Edmond Rostand

Rostand, Cyrano de Bergerac, Acte II, Scène 8

Texte étudié

LE BRET, désolé, redescendant, les bras au ciel.
Ah ! dans quels jolis draps…

CYRANO
Oh ! toi ! tu vas grogner !

LE BRET
Enfin, tu conviendras
Qu’assassiner toujours la chance passagère,
Devient exagéré.

CYRANO
Hé bien oui, j’exagère !

LE BRET, triomphant.
Ah !

CYRANO
Mais pour le principe, et pour l’exemple aussi,
Je trouve qu’il est bon d’exagérer ainsi.

LE BRET
Si tu laissais un peu ton âme mousquetaire,
La fortune et la gloire…

CYRANO
Et que faudrait-il faire ?
Chercher un protecteur puissant, prendre un patron,
Et comme un lierre obscur qui circonvient un tronc
Et s’en fait un tuteur en lui léchant l’écorce,
Grimper par ruse au lieu de s’élever par force ?

== Exercices à traiter ==
a: Relevez tous les verbes à l'infinitif dans la dernière réplique de Cyrano de l'extrait de Cyrano de Bergerac, de « Et que faudrait-il faire ? » à « s'élever par force ? ».
b: Poursuivez, s'il vous plaît, l'extrait de Cyrano de Bergerac en vers, à la suite de sa dernière réplique.
Les données qui suivent forment un ensemble distinct de l'extrait de Cyrano de Bergerac.

== Données fournies ==
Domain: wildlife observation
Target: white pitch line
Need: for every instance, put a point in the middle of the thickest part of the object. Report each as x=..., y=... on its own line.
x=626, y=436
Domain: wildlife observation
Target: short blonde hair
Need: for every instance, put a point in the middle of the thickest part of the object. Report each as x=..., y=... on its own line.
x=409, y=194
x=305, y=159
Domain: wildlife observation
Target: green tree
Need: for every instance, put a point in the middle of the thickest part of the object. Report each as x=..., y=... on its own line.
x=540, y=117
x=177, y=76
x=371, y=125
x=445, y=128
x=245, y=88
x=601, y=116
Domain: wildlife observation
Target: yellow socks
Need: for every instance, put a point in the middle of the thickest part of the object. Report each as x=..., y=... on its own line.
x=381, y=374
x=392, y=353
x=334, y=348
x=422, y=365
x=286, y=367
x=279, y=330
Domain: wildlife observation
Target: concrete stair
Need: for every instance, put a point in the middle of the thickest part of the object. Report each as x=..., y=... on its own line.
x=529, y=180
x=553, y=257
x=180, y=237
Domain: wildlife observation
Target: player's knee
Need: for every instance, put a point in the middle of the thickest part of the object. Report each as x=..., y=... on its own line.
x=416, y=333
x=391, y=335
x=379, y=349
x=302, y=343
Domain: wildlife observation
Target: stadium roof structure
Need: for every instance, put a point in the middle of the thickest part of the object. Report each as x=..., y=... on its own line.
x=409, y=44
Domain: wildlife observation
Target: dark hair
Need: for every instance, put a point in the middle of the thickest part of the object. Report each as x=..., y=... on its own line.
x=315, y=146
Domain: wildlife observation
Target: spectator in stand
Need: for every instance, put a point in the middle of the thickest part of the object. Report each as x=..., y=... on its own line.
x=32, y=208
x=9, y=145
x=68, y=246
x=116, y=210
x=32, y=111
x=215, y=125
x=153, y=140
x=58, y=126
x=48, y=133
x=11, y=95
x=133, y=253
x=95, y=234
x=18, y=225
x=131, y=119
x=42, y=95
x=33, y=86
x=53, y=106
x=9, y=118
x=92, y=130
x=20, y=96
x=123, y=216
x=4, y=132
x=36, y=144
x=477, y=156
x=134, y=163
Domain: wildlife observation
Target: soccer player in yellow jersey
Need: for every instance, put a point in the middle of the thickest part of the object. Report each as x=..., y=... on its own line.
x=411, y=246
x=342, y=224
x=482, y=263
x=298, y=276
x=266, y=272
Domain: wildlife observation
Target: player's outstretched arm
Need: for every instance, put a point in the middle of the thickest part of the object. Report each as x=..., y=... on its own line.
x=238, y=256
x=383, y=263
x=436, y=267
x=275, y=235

== Corrigé des exercices ==
a: faire, chercher, prendre, grimper, s'élever

b:
Non, merci. Dédier, comme tous ils le font,
Des vers aux financiers ? se changer en bouffon
Dans l’espoir vil de voir, aux lèvres d’un ministre,
Naître un sourire, enfin, qui ne soit pas sinistre ?
Non, merci. Déjeuner, chaque jour, d’un crapaud ?
Avoir un ventre usé par la marche ? une peau
Qui plus vite, à l’endroit des genoux, devient sale ?
Exécuter des tours de souplesse dorsale ?…
Non, merci. D’une main flatter la chèvre au cou
Cependant que, de l’autre, on arrose le chou,
Et donneur de séné par désir de rhubarbe,
Avoir son encensoir, toujours, dans quelque barbe ?
Non, merci ! Se pousser de giron en giron,
Devenir un petit grand homme dans un rond,
Et naviguer, avec des madrigaux pour rames,
Et dans ses voiles des soupirs de vieilles dames ?
Non, merci ! Chez le bon éditeur de Sercy
Faire éditer ses vers en payant ? Non, merci !
S’aller faire nommer pape par les conciles
Que dans les cabarets tiennent des imbéciles ?
Non, merci ! Travailler à se construire un nom
Sur un sonnet, au lieu d’en faire d’autres ? Non,
Merci ! Ne découvrir du talent qu’aux mazettes ?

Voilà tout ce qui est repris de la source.